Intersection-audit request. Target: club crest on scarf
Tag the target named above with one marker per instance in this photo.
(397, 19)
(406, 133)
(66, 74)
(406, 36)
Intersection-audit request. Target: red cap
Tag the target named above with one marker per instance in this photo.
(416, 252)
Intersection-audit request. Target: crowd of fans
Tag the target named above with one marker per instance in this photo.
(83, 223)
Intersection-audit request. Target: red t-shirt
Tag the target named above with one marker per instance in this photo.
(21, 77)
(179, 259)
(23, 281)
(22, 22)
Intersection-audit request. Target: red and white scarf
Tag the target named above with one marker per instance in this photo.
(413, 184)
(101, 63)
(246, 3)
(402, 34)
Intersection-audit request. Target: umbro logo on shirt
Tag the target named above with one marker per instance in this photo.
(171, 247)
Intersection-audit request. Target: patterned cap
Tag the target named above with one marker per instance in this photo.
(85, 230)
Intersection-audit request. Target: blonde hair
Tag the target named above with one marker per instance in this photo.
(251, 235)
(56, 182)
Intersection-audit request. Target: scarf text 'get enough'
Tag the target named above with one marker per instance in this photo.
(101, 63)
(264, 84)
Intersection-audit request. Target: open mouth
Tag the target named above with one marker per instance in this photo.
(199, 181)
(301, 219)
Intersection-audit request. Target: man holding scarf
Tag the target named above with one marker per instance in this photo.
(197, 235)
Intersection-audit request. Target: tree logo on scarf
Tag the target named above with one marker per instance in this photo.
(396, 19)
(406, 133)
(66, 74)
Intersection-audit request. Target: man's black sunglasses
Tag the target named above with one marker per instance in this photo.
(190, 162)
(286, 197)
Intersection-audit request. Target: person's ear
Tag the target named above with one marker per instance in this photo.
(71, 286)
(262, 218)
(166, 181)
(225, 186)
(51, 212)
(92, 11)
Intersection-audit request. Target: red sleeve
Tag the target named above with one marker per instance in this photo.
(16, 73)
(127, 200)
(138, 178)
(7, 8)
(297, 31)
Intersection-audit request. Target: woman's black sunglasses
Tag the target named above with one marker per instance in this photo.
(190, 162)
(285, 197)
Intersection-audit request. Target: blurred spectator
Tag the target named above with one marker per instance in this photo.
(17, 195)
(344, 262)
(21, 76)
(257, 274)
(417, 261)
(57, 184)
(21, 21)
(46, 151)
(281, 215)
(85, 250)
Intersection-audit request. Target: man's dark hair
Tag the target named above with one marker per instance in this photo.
● ● ●
Problem statement: In full and without alteration, write out each record.

Output below:
Intersection-audit request. Target: club crest on scarf
Tag the target named above with one marker per instance in this photo.
(397, 19)
(406, 133)
(66, 74)
(406, 36)
Intersection-audit request. Target: red cap
Tag the target named above with one marker per instance in this photo.
(416, 252)
Intersection-audit request. Target: crowd of fans
Tag the target named above with one marker per instance in this photo.
(83, 223)
Intersection-audit request. Target: red t-shirt
Tag the target named above with one marker per instance in this photo.
(21, 77)
(179, 259)
(23, 281)
(22, 22)
Intersection-audit request. Target: red and white scarf
Tag the target named above with one marker per instance in this photo.
(413, 184)
(101, 63)
(246, 3)
(402, 34)
Intersection-audit request. Target: umbro logo on shirt
Tag the target named above with one marker per instance in this photo.
(171, 247)
Intersection-audit request. Target: patterned cap
Tag the target named above with one marker per instance in this photo.
(85, 230)
Intersection-audit request. Target: blonde hair
Tag the target named above with one marker per instance in this photo.
(251, 235)
(56, 182)
Intersection-audit request. Target: scarf text 'get enough'
Tag the target named above with one marker per instance in this photo.
(101, 63)
(264, 84)
Intersection-audit request. Target: open mouth
Tag the target named above with one marker per instance in this photo.
(199, 181)
(301, 219)
Intersection-audit request. Target: man holding scarf
Tag the target named above with one marker per instance in this photo.
(197, 235)
Intersection-audit request. Target: tree logo on scarf
Tag the target named above with one marker per instance in this photo.
(396, 19)
(406, 133)
(66, 74)
Intersection-audit request. Target: man's black sunglasses
Tag the target named above with one marker per instance in this photo.
(190, 162)
(286, 197)
Intersection-audit request. Target: person's ear
Tag the target named above with one marker per instance in this photo.
(71, 286)
(262, 218)
(166, 181)
(225, 186)
(51, 212)
(92, 11)
Intersection-audit request. Target: red sleeve
Tag the target named above with one marker per instance in this photo.
(16, 73)
(127, 200)
(138, 178)
(7, 8)
(297, 31)
Intersection-audit request. Target: woman's black sunglasses
Tag the target named above with one marker per instance in this photo.
(190, 162)
(285, 197)
Intersection-audit request. Target: blurred spectator
Tag the target named above with one marker per instance in this photo.
(17, 195)
(344, 262)
(21, 76)
(257, 274)
(417, 261)
(57, 184)
(21, 21)
(46, 151)
(281, 215)
(85, 250)
Intersection-audit request. Target: man's dark hair
Tag the target named above with one marker per instance in this photo.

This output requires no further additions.